Copy word for word the part of the foreword about Sadguru Gnanananda from "the ego. He" to "of the Swami.".

>> start Text excerpt

"SADGURU GNANANANDA" -
Forward to the book "Sadguru Gnanananda"
Sadguru Gnanananda is a baffling enigma to the modern intellectual but
an open book with the disarming simplicity of a child of God to the
common man. Swamiji swore by tradition but went beyond it in his glorious
ministry spanning well over a century - nobody knows for certain how
long. He breathed the essence of God-Knowledge, the para vidya, but
amazed everyone with his grasp of the intricacies of the complex texture
of the prevailing material civilisation. He would draw himself on to
the summits of Brahmic Nirvana and the next moment join hilarious children
on their swing. There was hardly a line of Yoga with which he was not
acquainted, not a major experience in spiritual life that he had not
undergone.
Gnanananda Giri may have belonged to an Advaitic tradition,
sampradaya, but his life was a meeting ground for various traditions:
Sankhya, Yoga, Tantra, and Vedanta. In him fused philosophy, upasana,
practical discipline to realise the truth of the philosophy, occultism,
gupta vidya, and sound commonsense. He synthesised Jnana, Knowledge,
Bhakti, Love, Karma, Action in a unique manner: he related them to the
processes of purifying and subtilising the mental body, the vital body
and the physical body. He taught how to organise the different vehicles,
koshas, around their true Self, dispensing with the pseudo-self i.e.
the ego. He insisted that one learn first to poise oneself in the Witness
consciousness before one can hope to move into the station of the Self.
Though he held fast to the indivisible, unique Atman,
the sole Self, as the goal and the Ultimate, he recognised the reality
of the bhumikas, the several planes of existence. And he showed by the
manner of his functioning that it is possible to live simultaneously
on all the levels. The devout authors of this comprehensive book record
many an instance of this multiple manifestation of the Divine Glory
in the embodiment of the Swami.

>> end Text excerpt
>> start Stored data

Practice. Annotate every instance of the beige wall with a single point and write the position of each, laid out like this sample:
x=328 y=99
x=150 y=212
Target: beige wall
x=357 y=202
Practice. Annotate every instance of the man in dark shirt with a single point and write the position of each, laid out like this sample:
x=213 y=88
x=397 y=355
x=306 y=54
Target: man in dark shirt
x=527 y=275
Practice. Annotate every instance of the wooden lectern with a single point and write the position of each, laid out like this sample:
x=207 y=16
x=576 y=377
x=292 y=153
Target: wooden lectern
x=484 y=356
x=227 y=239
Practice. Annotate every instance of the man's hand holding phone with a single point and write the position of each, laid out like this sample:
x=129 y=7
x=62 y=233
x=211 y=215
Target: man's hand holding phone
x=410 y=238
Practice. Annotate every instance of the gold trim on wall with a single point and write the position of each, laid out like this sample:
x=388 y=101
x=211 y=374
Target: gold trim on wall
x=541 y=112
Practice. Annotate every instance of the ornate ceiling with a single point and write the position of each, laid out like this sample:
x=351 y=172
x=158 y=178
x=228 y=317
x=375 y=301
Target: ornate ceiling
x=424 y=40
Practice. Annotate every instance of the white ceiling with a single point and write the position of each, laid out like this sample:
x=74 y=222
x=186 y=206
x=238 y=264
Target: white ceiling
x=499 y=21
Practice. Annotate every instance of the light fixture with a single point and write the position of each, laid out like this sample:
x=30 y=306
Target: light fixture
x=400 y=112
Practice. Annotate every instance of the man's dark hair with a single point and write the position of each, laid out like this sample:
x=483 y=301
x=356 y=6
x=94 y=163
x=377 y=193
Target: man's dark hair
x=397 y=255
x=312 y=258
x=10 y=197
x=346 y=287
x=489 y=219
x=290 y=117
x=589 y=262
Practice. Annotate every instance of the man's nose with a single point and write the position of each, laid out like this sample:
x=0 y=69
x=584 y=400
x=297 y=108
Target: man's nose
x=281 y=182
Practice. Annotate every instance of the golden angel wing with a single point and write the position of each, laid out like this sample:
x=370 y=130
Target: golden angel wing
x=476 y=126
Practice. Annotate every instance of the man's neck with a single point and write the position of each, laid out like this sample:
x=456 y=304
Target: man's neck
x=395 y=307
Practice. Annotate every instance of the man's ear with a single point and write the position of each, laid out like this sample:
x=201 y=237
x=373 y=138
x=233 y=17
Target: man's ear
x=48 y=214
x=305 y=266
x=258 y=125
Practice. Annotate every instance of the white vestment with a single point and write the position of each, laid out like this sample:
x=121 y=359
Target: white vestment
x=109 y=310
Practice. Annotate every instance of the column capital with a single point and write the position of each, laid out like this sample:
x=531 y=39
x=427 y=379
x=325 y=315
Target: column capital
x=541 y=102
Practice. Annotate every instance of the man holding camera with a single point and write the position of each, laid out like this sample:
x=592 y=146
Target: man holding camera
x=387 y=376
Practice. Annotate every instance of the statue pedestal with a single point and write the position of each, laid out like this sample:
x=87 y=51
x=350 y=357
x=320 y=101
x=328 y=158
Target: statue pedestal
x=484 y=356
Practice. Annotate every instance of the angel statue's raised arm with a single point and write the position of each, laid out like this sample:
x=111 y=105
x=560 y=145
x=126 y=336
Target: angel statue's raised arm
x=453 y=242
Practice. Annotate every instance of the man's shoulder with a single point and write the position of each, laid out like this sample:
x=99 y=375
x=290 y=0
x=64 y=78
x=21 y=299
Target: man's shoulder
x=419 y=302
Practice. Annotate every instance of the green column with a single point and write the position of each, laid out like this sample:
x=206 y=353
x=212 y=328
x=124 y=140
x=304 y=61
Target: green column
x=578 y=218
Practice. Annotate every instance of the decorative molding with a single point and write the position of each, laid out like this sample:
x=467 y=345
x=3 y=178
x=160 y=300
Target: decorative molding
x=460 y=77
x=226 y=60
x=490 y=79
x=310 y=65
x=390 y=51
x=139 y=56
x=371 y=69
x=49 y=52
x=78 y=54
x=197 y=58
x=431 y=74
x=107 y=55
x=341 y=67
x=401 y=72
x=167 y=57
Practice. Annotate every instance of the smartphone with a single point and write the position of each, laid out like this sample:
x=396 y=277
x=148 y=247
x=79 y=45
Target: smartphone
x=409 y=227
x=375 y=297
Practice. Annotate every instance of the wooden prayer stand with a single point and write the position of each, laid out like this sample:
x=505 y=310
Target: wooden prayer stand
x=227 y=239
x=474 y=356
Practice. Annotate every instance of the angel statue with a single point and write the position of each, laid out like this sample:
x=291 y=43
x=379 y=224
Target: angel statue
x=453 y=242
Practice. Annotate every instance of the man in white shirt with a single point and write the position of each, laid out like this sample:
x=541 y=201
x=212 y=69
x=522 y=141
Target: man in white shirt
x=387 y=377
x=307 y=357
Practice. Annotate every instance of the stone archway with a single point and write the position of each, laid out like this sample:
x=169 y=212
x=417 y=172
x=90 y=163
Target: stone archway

>> end Stored data

== Solved problem ==
the ego. He insisted that one learn first to poise oneself in the Witness
consciousness before one can hope to move into the station of the Self.
Though he held fast to the indivisible, unique Atman,
the sole Self, as the goal and the Ultimate, he recognised the reality
of the bhumikas, the several planes of existence. And he showed by the
manner of his functioning that it is possible to live simultaneously
on all the levels. The devout authors of this comprehensive book record
many an instance of this multiple manifestation of the Divine Glory
in the embodiment of the Swami.